RECORDS PROVIDED start

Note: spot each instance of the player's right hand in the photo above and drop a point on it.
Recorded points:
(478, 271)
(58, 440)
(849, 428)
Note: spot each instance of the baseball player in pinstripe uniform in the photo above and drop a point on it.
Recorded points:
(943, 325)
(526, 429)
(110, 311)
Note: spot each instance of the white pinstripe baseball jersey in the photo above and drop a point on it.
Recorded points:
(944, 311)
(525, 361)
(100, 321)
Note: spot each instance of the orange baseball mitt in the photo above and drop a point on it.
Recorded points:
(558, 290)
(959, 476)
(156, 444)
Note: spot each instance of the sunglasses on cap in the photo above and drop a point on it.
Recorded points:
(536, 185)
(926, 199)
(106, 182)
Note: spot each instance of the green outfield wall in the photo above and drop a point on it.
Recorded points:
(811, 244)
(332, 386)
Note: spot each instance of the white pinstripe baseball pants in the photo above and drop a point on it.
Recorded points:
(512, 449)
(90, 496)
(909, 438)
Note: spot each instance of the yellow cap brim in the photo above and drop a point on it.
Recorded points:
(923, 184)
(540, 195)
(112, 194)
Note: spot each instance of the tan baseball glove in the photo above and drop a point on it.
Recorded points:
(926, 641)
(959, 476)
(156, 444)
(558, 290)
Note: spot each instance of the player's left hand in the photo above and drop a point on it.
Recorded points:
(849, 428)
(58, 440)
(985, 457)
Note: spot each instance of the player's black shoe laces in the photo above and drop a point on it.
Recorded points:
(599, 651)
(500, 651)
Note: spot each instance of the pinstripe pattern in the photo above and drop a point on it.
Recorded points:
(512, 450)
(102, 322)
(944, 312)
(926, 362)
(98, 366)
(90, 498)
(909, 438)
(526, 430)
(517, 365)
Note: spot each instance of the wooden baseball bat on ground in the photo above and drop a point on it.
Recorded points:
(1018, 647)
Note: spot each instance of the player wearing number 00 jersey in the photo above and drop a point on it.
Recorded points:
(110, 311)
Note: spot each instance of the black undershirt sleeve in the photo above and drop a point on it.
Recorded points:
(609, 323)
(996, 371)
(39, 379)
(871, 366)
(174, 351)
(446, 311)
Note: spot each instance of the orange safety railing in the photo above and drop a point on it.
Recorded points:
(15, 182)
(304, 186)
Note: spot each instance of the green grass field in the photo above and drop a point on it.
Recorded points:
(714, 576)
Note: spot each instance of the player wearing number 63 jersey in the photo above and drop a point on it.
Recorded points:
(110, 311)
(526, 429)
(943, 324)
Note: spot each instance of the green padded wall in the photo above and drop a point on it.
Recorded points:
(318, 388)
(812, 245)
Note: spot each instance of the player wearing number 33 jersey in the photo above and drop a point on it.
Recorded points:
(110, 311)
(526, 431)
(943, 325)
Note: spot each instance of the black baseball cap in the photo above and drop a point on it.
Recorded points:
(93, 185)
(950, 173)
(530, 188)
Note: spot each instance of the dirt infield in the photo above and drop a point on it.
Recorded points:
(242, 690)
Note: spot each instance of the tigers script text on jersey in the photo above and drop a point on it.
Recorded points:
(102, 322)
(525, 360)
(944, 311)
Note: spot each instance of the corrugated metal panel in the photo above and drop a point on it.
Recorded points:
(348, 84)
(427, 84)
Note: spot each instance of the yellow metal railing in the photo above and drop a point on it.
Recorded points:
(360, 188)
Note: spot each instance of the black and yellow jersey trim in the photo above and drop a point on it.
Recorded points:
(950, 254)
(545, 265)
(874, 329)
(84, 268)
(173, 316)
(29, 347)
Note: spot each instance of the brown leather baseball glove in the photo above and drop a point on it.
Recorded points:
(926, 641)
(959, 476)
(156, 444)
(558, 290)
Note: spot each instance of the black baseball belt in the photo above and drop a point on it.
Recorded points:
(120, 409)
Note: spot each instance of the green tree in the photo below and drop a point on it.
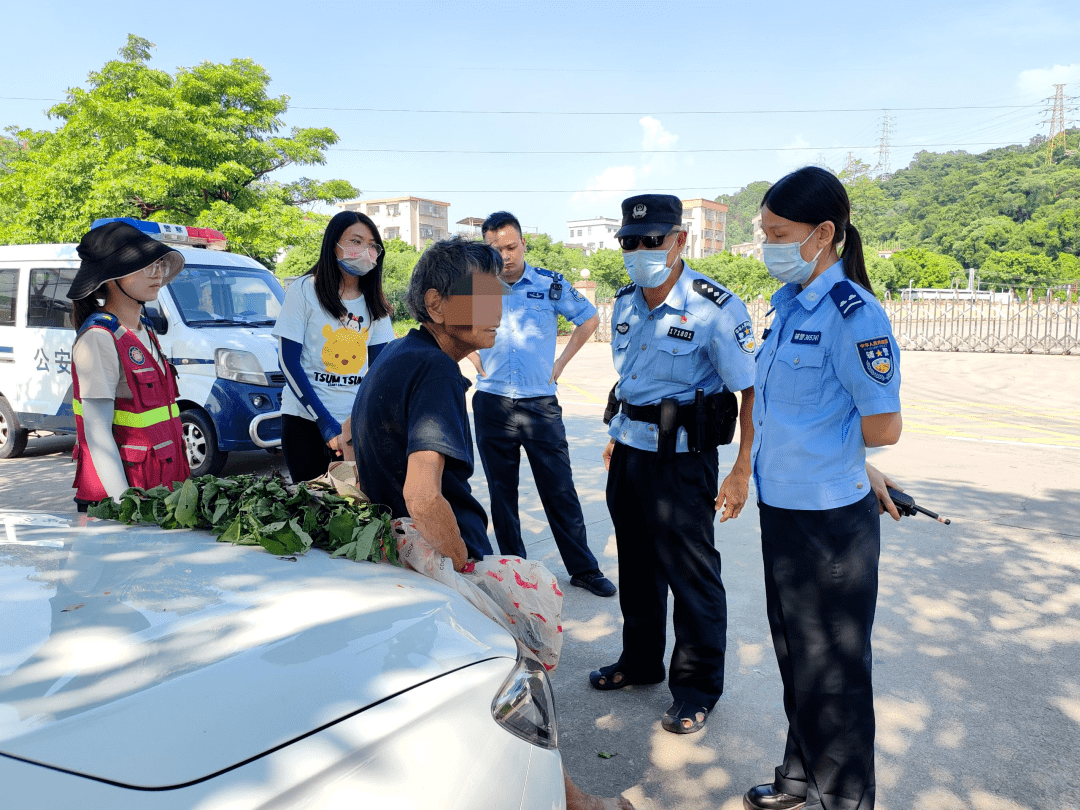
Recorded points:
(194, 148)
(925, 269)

RECORDS PROVIDED end
RECORDS PROVIDED start

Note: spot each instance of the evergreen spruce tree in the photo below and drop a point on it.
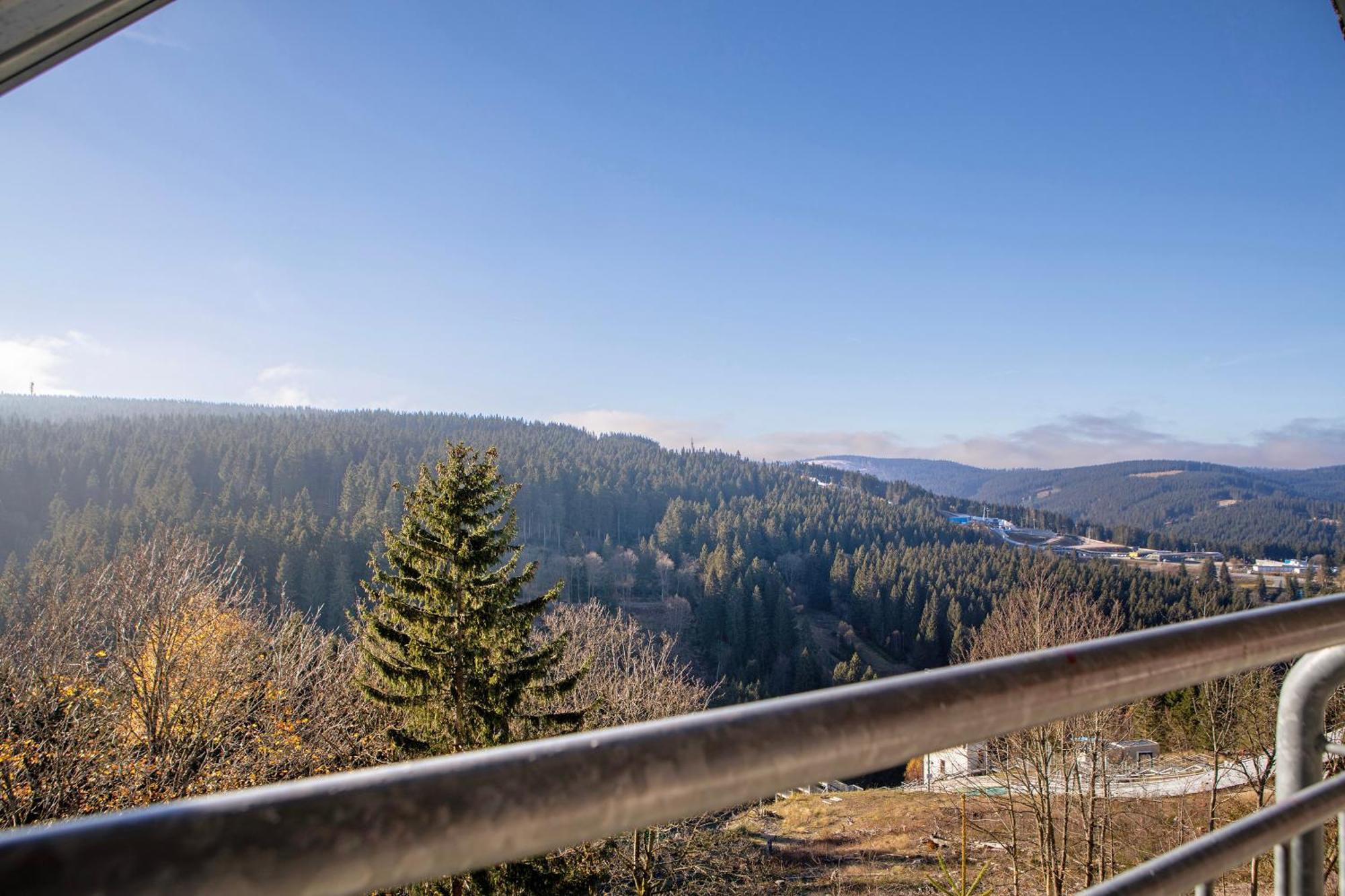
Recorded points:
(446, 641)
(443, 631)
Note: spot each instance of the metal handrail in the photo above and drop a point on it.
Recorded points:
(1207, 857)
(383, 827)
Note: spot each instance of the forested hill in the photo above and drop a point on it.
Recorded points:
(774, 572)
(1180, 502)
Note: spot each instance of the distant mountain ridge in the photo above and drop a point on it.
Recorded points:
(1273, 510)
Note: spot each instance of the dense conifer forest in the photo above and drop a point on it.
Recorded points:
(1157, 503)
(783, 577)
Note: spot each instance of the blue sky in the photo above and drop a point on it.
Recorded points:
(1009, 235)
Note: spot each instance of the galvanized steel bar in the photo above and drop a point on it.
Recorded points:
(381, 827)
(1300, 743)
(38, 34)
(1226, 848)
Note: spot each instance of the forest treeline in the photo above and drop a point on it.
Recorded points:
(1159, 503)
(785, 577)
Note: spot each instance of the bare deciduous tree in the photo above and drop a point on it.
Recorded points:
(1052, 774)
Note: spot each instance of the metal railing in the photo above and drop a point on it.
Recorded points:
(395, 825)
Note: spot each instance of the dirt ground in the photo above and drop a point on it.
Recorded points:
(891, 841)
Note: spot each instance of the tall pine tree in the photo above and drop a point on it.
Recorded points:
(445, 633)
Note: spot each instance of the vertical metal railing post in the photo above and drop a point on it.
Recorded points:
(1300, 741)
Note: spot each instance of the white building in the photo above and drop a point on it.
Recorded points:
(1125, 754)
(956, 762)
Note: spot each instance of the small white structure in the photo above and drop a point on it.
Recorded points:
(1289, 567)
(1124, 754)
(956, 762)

RECORDS PROVIDED end

EXERCISE
Can you write out the data again, from the line with "Note: spot each instance of the metal handrail" up to and including the line with "(1226, 848)", shifting each recorded point by adding 43 to both of its coordinates and keeping every note line unchanged?

RESPONSE TO THIS EXERCISE
Note: spot each instance of the metal handrail in the photo above and drop a point on it.
Recorded points:
(1250, 900)
(426, 870)
Note: spot each instance of the forested hill in the photo above and drop a point on it.
Recorded points:
(817, 615)
(1223, 545)
Note: spot each instance of the distant mountain ridge in the photo above and drop a point on it.
Recorded points:
(1316, 553)
Note: spot each instance of the dense conifer forest in the photo above and drop a point on it.
Recorded points:
(1200, 546)
(826, 620)
Note: spot each instance of the blue sky in the photo above and drop a point on it.
Recorded points:
(1052, 278)
Note: spot each instance of the galvanized steel bar in the photo above and drop a point on it.
Recorded points:
(424, 870)
(1343, 786)
(81, 77)
(1269, 891)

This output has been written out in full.